- _Seitenauszug_:
━━━━━━━━━━━━━━━━━━━━

Nebenan im Media Markt hat man ein kleines, pragmatisches Eckchen für die Switch eingerichtet. Neben den Wii U und 3DS Produkten ist noch kein Platz für Nintendos Jüngsten. Allerdings wurde die Ausstellfläche für die Wii U Top 10 Games schon mal vorausschauend mit "Switch" beschriftet. Etwa ein Dutzend Geräte sind ausgestellt. Ein Pärchen kommt abgehetzt vom Saturn am Neumarkt an. Dort hätte man keine Konsole mehr bekommmen. Andere haben es weniger eilig und witzeln im Vorbeigehen, ob man sich eine mitnehmen solle. Der Verkäufer empfiehlt die bunte Variante. Diese sei "besser". Aha - läuft wohl nicht so gut wie die graue Variante. Ein Argument reicht er immerhin nach: Man könne die Joycons besser auseinanderhalten. Klingt logisch. Nachdem ein paar Geräte überreicht wurden, stellt ein Kollege eine Handvoll neue dazu.

 

Derweil im Internet...

 

In einer deutschsprachigen Facebook-Gruppe zur Switch zeigt sich ein ähnliches Bild - die Abverkaufssituation ist nicht eindeutig. Während zahlreiche Amazon- und Gamestop Vorbesteller über eine Verspätung oder den Verweis auf die zweite Lieferwelle an Geräten erbost sind, posten andere Nutzer Fotos von randvoll gefüllten Elektromärkten. Offensichtlich verknappt Nintendo auf den Verkaufskanälen der Enthusiasten und stattet Casual-Märkte üppig aus.

 

Heisse Ware für mich allein

 

Meine Switch habe ich in einer Nacht- und Nebel-Aktion am Vorabend in einem anderen Markt ausgehändigt bekommen. Dienstag vorbestellt, Donnerstag abgeholt. Vor Ort gab man mir das Gefühl heiße Schmuggelware zu erwerben. Erst beriet man sich über die Herausgabe, da ich zwar eine Abholbestätigung hatte, eine vorzeitige Herausgabe jedoch nicht vorgesehen war. Als ich das Gerät bekam, wurde meine Abholnummer nicht geprüft. Ich war scheinbar der einzige Vorbesteller in dieser Filiale und man erkundigte sich lediglich ob der Name korrekt sei. Ich wurde anschließend subtil auf den direkten Ausgang hingewiesen.

 

 


Pragmatismus im Handel: Die PSP ist wieder auferstanden ;)
Pragmatismus im Handel: Die PSP ist wieder auferstanden ;)

━━━━━━━━━━━━━━━━━━━━

- _Arbeitsdaten_:

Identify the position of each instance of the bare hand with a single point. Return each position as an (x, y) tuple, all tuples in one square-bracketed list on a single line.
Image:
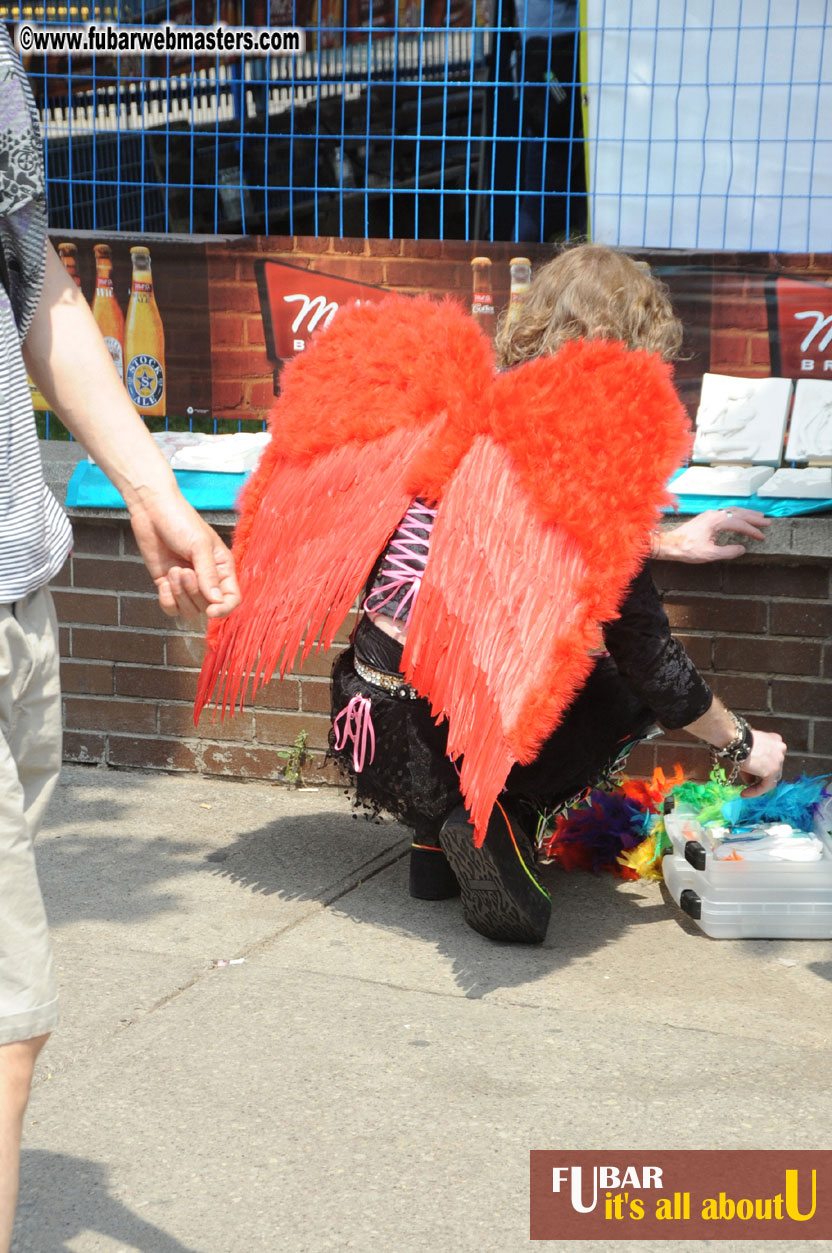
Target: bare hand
[(763, 768), (189, 564), (696, 540)]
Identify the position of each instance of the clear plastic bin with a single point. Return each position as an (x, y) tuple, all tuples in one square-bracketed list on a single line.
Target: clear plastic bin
[(746, 900)]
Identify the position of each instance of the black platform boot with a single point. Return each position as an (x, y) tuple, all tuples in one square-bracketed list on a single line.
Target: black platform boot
[(431, 877), (501, 896)]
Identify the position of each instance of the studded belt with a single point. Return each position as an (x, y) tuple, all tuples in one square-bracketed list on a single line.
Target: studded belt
[(391, 683)]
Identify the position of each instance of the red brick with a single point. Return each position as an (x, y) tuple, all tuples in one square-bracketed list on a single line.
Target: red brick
[(186, 650), (156, 683), (282, 728), (84, 746), (110, 574), (227, 328), (716, 613), (728, 348), (238, 762), (99, 538), (118, 645), (156, 754), (797, 618), (679, 577), (85, 607), (87, 677), (739, 692), (318, 664), (754, 579), (312, 244), (64, 577), (748, 315), (761, 352), (425, 248), (385, 247), (808, 697), (316, 697), (238, 362), (766, 655), (346, 628), (355, 247), (806, 764), (135, 717), (143, 613), (694, 759), (254, 335), (226, 395), (360, 270), (278, 694), (178, 721), (795, 731), (237, 297), (261, 395), (642, 761)]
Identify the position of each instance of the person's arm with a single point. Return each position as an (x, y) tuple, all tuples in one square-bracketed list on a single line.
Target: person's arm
[(68, 360), (763, 767), (658, 668), (698, 539)]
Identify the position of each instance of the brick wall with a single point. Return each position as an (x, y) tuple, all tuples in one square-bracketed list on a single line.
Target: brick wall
[(759, 629), (242, 375), (129, 677)]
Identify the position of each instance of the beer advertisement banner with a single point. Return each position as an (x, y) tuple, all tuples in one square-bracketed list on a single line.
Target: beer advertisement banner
[(201, 327)]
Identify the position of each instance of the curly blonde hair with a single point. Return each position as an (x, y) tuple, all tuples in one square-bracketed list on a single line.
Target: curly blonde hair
[(590, 292)]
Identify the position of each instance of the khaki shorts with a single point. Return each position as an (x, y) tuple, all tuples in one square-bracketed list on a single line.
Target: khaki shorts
[(30, 743)]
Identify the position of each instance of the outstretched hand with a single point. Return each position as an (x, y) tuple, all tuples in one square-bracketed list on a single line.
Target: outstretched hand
[(192, 568), (697, 539)]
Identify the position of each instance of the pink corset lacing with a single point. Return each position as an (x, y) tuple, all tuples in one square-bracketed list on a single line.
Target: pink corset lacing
[(357, 727), (404, 565)]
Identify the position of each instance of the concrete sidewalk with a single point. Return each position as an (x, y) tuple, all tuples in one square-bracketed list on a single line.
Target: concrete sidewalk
[(372, 1074)]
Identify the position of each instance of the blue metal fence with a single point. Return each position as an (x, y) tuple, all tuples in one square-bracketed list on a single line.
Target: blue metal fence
[(380, 128)]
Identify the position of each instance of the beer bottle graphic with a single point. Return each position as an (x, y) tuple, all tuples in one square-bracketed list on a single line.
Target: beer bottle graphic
[(68, 253), (520, 281), (483, 298), (105, 308), (144, 341)]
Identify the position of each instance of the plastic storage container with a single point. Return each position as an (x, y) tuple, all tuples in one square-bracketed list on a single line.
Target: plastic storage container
[(744, 900)]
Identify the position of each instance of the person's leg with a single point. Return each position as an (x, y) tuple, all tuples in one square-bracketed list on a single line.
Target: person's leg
[(16, 1064), (29, 764), (501, 895)]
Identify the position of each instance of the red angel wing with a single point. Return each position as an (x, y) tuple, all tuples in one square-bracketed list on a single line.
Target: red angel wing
[(539, 531)]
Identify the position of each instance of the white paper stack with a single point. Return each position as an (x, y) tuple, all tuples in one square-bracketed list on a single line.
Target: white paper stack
[(721, 480), (811, 484), (742, 419), (222, 454)]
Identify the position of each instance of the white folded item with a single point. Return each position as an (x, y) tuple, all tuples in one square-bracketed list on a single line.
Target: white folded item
[(222, 454), (815, 483), (721, 480)]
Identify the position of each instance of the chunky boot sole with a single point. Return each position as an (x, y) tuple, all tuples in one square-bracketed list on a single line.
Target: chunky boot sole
[(431, 877), (501, 897)]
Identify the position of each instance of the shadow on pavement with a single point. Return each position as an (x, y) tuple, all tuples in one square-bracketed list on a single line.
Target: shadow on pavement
[(288, 856), (64, 1197)]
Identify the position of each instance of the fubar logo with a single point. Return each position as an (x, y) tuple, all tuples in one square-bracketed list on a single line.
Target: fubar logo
[(682, 1194)]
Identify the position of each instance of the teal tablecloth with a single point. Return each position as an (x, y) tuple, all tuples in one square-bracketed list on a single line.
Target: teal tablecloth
[(89, 488)]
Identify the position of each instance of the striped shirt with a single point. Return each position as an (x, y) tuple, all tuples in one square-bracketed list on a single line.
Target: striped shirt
[(35, 535)]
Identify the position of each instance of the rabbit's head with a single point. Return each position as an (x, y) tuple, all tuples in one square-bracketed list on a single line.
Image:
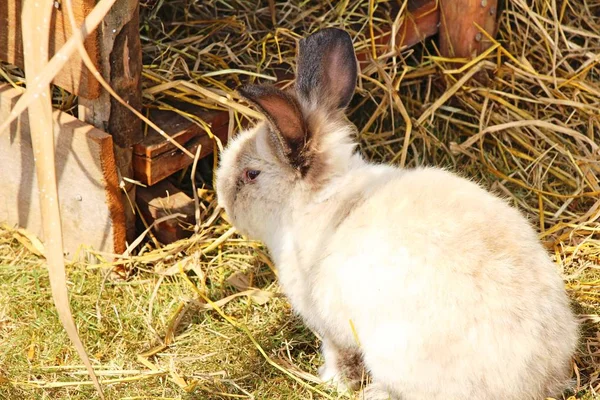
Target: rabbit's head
[(304, 141)]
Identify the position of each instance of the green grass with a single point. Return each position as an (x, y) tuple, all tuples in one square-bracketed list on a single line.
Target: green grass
[(200, 356), (119, 320)]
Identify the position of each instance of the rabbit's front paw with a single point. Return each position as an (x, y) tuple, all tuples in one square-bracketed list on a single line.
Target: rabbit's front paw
[(330, 374)]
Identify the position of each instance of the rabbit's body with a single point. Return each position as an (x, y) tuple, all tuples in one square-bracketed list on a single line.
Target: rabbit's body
[(455, 299), (439, 287)]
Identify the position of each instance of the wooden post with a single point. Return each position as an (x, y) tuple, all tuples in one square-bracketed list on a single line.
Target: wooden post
[(459, 35), (121, 65)]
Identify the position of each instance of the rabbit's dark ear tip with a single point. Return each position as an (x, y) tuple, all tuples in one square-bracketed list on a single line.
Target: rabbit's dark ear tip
[(328, 34)]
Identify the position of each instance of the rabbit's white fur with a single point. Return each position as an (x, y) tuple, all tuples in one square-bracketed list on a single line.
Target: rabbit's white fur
[(446, 288)]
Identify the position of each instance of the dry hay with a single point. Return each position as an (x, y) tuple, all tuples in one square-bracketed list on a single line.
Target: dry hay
[(524, 119)]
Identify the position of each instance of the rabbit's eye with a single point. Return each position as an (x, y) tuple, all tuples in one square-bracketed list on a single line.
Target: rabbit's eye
[(251, 174)]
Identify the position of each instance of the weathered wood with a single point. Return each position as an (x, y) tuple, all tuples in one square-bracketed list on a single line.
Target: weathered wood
[(459, 35), (165, 199), (155, 159), (121, 66), (74, 77), (89, 195)]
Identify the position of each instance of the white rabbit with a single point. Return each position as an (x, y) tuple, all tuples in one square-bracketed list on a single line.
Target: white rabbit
[(440, 288)]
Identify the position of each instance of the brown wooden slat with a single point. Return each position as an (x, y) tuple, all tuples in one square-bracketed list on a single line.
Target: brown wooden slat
[(74, 77), (459, 35), (155, 159)]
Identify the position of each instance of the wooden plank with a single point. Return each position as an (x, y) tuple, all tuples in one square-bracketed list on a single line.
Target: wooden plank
[(120, 53), (155, 159), (165, 199), (74, 77), (88, 187), (459, 35)]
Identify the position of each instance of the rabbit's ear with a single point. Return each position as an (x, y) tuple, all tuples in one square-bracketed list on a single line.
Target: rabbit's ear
[(288, 127), (327, 68)]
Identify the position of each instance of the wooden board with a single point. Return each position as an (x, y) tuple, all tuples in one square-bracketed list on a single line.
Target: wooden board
[(74, 77), (459, 35), (91, 208), (154, 159), (120, 55)]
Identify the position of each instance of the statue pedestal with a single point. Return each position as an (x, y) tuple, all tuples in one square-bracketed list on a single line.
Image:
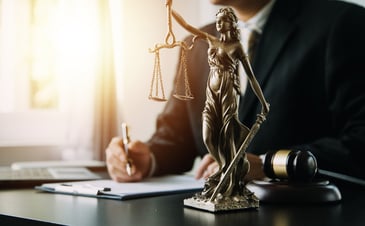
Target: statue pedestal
[(321, 191), (223, 203)]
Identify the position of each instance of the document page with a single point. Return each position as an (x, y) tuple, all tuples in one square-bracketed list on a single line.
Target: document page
[(110, 189)]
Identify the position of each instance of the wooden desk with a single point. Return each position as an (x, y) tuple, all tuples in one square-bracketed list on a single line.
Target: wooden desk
[(169, 210)]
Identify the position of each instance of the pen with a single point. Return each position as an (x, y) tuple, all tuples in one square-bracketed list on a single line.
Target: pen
[(125, 137)]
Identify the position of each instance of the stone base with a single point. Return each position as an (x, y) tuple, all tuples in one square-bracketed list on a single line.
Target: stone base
[(223, 203)]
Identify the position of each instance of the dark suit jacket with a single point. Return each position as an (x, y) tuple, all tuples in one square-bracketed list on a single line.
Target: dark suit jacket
[(310, 62)]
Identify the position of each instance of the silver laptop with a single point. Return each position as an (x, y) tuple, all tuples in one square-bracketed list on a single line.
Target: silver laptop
[(27, 177)]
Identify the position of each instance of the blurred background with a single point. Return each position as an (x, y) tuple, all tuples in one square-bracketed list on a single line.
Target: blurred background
[(72, 70)]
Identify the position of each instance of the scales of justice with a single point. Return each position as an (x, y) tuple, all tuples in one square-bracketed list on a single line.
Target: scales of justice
[(225, 137)]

━━━━━━━━━━━━━━━━━━━━

- _Offene Aufgaben_:
a – Stelle den Teil der Auflistung, der mit der Zeile mit „Identify the position of each instance of the blurred“ beginnt und mit dem Ende der Auflistung endet, beide Grenzen eingeschlossen, als zweispaltige CSV mit den Spalten anfrage und antwort dar. Jede CSV-Zeile enthält in anfrage den Wortlaut und in antwort die zugehörige Antwort, jeweils als ein Feld in Anführungszeichen mit Leerzeichen statt Zeilenumbrüchen.
b – Führe den Text über den Switch-Verkaufsstart dort weiter, wo er aufhört.
Der Text über den Switch-Verkaufsstart und die Auflistung haben nichts miteinander zu tun.

- _Die Antworten_:
a –
anfrage,antwort
"Identify the position of each instance of the blurred background with a single point. Return each position as an (x, y) tuple, all tuples in one square-bracketed list on a single line. Target: blurred background","[(72, 70)]"
"Identify the position of each instance of the scales of justice with a single point. Return each position as an (x, y) tuple, all tuples in one square-bracketed list on a single line. Target: scales of justice","[(225, 137)]"

b –
Gelenkter Hype

 

Der Launch der Switch ist ein wunderbar anschauliches Beispiel wie stark die Wahrnehmung je nach persönlicher Filter-Bubble variieren kann. Der exzentrische Youtuber, der in einer kleinen, intimen Ladenatmosphäre seinen persönlichen Mega-Hype inszeniert, trägt zu einem Bild von Exklusivität bei. Der Kunde, der sich sein Gerät von einem schmucklos gestalteten Stapel im Elektromarkt abholt, sieht einen üppigen Bestand. Der Amazon-Vorbesteller bibbert, dass ihm das Schicksal wohlgesonnen sei. Nintendo fungiert dabei im Hintergrund als Puppenspieler und lenkt diese unterschiedlichen Wahrnehmungen mittels einer ausgetüftelten Verteilungsstrategie. Ein Seiltanz zwischen gefühlter Verknappung bei größtmöglicher Verfügbarkeit.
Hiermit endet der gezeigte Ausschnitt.